Transcribe the whole listing exactly, but do not carry over its pictures.
**** Data for analysis ****
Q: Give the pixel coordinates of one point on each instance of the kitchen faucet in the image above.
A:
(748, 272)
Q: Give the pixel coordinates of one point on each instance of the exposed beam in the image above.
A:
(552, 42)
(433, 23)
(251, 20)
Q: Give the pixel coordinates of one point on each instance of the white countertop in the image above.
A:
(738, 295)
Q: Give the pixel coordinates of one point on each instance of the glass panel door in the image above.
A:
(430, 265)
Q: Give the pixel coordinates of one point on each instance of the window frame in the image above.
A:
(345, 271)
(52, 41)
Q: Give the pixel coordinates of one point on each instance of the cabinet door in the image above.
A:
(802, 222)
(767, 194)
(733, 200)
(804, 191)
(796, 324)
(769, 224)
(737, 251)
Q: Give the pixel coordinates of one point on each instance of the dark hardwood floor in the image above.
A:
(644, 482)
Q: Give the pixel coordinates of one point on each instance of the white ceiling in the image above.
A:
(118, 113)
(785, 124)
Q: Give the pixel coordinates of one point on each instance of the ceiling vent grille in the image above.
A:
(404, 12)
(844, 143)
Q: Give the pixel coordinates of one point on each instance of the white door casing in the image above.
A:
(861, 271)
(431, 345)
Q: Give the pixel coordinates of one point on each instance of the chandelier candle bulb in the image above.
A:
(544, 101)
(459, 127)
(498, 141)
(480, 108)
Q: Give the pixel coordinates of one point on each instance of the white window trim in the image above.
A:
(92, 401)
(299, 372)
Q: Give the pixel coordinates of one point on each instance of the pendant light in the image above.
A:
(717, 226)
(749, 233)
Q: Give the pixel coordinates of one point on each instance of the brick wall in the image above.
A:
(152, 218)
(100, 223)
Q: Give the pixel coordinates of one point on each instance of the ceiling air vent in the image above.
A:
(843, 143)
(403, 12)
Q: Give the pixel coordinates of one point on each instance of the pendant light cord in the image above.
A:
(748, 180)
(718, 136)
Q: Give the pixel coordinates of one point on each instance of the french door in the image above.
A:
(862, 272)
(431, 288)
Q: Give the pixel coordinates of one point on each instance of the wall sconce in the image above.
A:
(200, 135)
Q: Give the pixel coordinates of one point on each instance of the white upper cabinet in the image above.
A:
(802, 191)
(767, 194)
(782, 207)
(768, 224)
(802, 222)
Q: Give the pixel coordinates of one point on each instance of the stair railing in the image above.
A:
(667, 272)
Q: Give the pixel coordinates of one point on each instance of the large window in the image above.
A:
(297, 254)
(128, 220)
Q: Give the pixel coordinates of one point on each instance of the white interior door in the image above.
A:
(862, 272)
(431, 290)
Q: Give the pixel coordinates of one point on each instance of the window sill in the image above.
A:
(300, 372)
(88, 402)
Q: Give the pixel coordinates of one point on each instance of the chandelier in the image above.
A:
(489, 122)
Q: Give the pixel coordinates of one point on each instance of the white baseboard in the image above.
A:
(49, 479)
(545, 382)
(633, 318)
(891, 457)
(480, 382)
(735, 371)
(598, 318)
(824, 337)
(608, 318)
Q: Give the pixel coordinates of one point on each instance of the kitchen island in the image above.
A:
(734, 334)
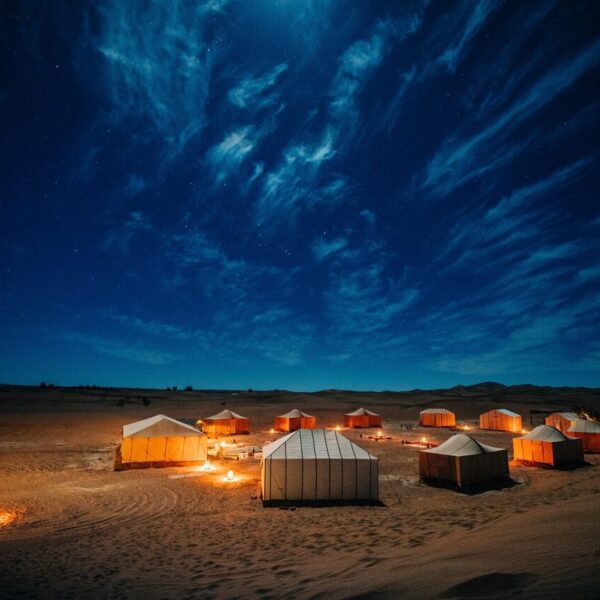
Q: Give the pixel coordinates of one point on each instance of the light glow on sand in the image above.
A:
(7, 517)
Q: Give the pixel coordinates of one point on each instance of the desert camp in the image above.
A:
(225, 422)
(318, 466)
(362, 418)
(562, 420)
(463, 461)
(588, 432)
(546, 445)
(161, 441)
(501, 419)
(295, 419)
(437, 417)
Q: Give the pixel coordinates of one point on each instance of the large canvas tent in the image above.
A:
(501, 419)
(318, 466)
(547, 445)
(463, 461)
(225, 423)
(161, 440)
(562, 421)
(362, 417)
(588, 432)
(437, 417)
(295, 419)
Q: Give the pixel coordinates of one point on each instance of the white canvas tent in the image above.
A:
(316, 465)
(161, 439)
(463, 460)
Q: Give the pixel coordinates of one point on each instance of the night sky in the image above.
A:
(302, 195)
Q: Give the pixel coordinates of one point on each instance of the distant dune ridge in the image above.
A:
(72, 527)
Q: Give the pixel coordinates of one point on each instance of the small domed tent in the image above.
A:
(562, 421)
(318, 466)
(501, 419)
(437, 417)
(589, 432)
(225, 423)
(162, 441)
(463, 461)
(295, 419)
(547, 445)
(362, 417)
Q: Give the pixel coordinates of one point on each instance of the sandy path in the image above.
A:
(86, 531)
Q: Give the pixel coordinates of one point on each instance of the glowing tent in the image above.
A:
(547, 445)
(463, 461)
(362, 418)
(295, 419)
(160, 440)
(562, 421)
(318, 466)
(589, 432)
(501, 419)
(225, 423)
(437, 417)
****
■ **Solution to this problem**
Q: Give the pixel coordinates of one point on each instance of the kitchen faucet in the image above.
A:
(748, 272)
Q: Give the pixel coordinates of one point on each instance of the exposed beam in the image above.
A:
(552, 42)
(433, 23)
(251, 20)
Q: Give the pixel coordinates of one point on each instance of the white countertop in the image above.
A:
(738, 295)
Q: Give the pixel coordinates of one point on each instance of the glass panel door in the image above.
A:
(430, 265)
Q: Give the pixel coordinates of one point on each instance of the window frame in the image above.
A:
(345, 271)
(52, 41)
Q: Give the pixel coordinates of one point on each instance of the cabinet door in the image above.
A:
(802, 222)
(767, 194)
(733, 200)
(804, 191)
(796, 324)
(769, 224)
(737, 251)
Q: Give the pixel coordinates of one point on each instance of the dark hardwood floor in the image above.
A:
(644, 482)
Q: Give the pixel coordinates of one point on each instance of the white ceiling in the image above.
A:
(118, 113)
(785, 124)
Q: Give the pixel coordinates of one point on each instance of the ceiling vent grille in the image above.
A:
(404, 12)
(844, 143)
Q: Give the pixel coordinates of one point on each instance of the white door casing in the image above.
A:
(861, 271)
(431, 345)
Q: Give the pixel coordinates of one point on each instance of the chandelier candle bulb in the image above.
A:
(544, 101)
(459, 127)
(498, 141)
(480, 108)
Q: Give the pixel coordinates of one point on each instance of the white window trim in the image above.
A:
(92, 401)
(299, 372)
Q: Give the pixel coordinates of one point on each instance of the pendant light in the image above.
A:
(717, 226)
(749, 233)
Q: Give the pixel coordinates of one point on each instance of the brick wall in the image above.
A:
(152, 218)
(100, 223)
Q: Give the pixel coordinates of one point on each instance of the ceiling air vent in the image above.
A:
(843, 143)
(403, 12)
Q: Give the pixel coordinates of one point on each instance of the pendant light cord in the image above.
A:
(748, 180)
(718, 136)
Q: Give the pixel coordinates of one point on each instance of the french door in the image above.
A:
(862, 272)
(431, 288)
Q: Give the pixel coordinates of one point on each instance of the wall sconce in the image above.
A:
(200, 135)
Q: Give the pixel coordinates of one point on each instance of the white upper cabinet in the image above.
A:
(802, 191)
(767, 194)
(782, 207)
(768, 224)
(802, 222)
Q: Give the pixel coordinates of one point on each instance of the stair railing in the image above.
A:
(667, 272)
Q: Give the pixel coordinates of one point on each instance of the large window in the image above.
A:
(297, 254)
(128, 220)
Q: Give the pixel coordinates of one point on each instance of the white interior door in the image above.
A:
(862, 272)
(431, 290)
Q: Give the pixel coordinates of one point on each instance of the window sill in the image above.
A:
(300, 372)
(88, 402)
Q: Give the pixel coordinates of one point on each instance of the chandelier in the image above.
A:
(489, 122)
Q: Give the pixel coordinates of one point on each instance of the white baseboard in the image above.
A:
(49, 479)
(545, 382)
(633, 318)
(891, 457)
(480, 382)
(735, 371)
(598, 318)
(824, 337)
(608, 318)
Q: Give the pixel coordinates of one point on each instance of the kitchen island in the image above.
A:
(734, 334)
Q: Give the pixel coordinates of one point on each instance of the light glow on sand in the image above.
A:
(7, 517)
Q: Give the pixel coordinates of one point on each instance of the desert camp in the image above.
A:
(225, 422)
(318, 466)
(362, 418)
(562, 420)
(463, 461)
(588, 432)
(546, 445)
(161, 441)
(501, 419)
(295, 419)
(437, 417)
Q: Give the pixel coordinates of one point on each instance of the large canvas tent in the image above.
A:
(501, 419)
(318, 466)
(547, 445)
(463, 461)
(225, 423)
(161, 440)
(562, 421)
(362, 417)
(588, 432)
(437, 417)
(295, 419)
Q: Give the pixel coordinates of one point on each instance of the white canvas tent in the image above.
A:
(316, 465)
(161, 439)
(463, 460)
Q: Give the pixel coordinates of one point on each instance of the night sky in the image above.
A:
(302, 195)
Q: Give the pixel coordinates of one point on each instance of the distant dune ridge in the image above.
A:
(72, 527)
Q: Give the pixel coordinates of one point on each instance of the small domed tent in the image above.
A:
(562, 421)
(318, 466)
(501, 419)
(437, 417)
(589, 432)
(225, 423)
(162, 441)
(463, 461)
(295, 419)
(547, 445)
(362, 417)
Q: Give the pixel coordinates of one point on each instance of the sandy path in the image above.
A:
(86, 531)
Q: Give the pixel coordinates of one point on each instance of the glowing tent in the image above.
A:
(547, 445)
(463, 461)
(362, 418)
(295, 419)
(160, 440)
(562, 421)
(318, 466)
(589, 432)
(501, 419)
(225, 423)
(437, 417)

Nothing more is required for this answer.